****** From Prelec's READ ME: ******
The data for the paper and the research is graciously given to us by the following researchers, in the context of further developing their paper: A solution to the single-question crowd wisdom problem. Nature, 541(7638), 532-535:
Drazen Prelec, [email protected]
Sebastian Seung, [email protected]
John McCoy, [email protected]
Their dataset consists of seven data files, which I only used three: study_1c, study_2 and study_3. For all studies, each row consists of a question name, a participant identifier, the correct answer to the question, how the participant voted for the question, and the prediction made by the participant of how other individuals will vote. Studies 1c, 2, 3 also include each participant's confidence that their vote for the question is correct. Studies 4a, 4b include each participant’s answers using four bins as well as two bins. All three datasets I used thus include the following columns:
subject - [unique int or string] participant identifier
own - [1/0] the vote given by participant
meta - [0-100] the prediction by the participant of the fraction of people answering true/malignant/high priced
actual - [1/0] the correct answer to the question
confidence - [0.5-1] the confidence that each participant gave in their answer.
- Study 1c: Study on 50 U.S. states, done in a lab at MIT.**
- Study 2: Trivia questions**
- Study 3: Dermatologists diagnosing lesions as malignant or benign**
The project also includes extra features generated as a product of the features described above. These features involve EXPERT NUMBER PREDICTIONS - which is a continuous variable prediction for the number of experts in the dataset.
The extra features also include:
- SC Score [inverse of Meta]: [continuous] the transformed META variable that measures the self consensus score for the participants.
- Minority %: [0-1] the percentage of people in the minority pool
- Skew values: [continuous] which measure the skew of the distribution of the different features
- Description values: [0-1] which measure the mean,std,quantile cutoffs of the continuous features.
In the RESULTS folder you will not only find the final report but a final presentation too. You will also find the proposal for the project, as well as it's initial EDA results in the form of a presentation.
The SRC folder includes the JupyterNotebook which were used to deliver most of the project. If required, contact for .py versions.
Enjoy the project, and expect to be predicted soon!

§ **Set of tasks**
(a) Reproduce the passage of the READ ME starting with "The extra features" and going on through "the continuous features.".
(b) According to the READ ME, why do all three datasets that were used include a confidence column?

§ **Information**
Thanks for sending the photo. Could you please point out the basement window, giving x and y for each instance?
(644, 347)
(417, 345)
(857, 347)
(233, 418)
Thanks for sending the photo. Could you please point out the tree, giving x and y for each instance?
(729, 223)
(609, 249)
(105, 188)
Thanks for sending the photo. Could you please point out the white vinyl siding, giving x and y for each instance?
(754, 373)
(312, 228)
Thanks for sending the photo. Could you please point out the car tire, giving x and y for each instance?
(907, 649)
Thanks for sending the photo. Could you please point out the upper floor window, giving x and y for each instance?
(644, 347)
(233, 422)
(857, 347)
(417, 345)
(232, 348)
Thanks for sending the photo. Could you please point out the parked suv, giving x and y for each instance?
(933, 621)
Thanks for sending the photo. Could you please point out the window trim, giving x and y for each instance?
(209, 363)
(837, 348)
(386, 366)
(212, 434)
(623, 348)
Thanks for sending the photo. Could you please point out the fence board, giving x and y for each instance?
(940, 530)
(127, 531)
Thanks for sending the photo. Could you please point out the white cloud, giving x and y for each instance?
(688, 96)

§ **Activity answers**
(a)
The extra features also include:
- SC Score [inverse of Meta]: [continuous] the transformed META variable that measures the self consensus score for the participants.
- Minority %: [0-1] the percentage of people in the minority pool
- Skew values: [continuous] which measure the skew of the distribution of the different features
- Description values: [0-1] which measure the mean,std,quantile cutoffs of the continuous features.

(b) The three datasets used are studies 1c, 2 and 3. Those are the studies that record each participant's confidence that their vote is correct. So, along with the columns shared by all studies, each of them has confidence.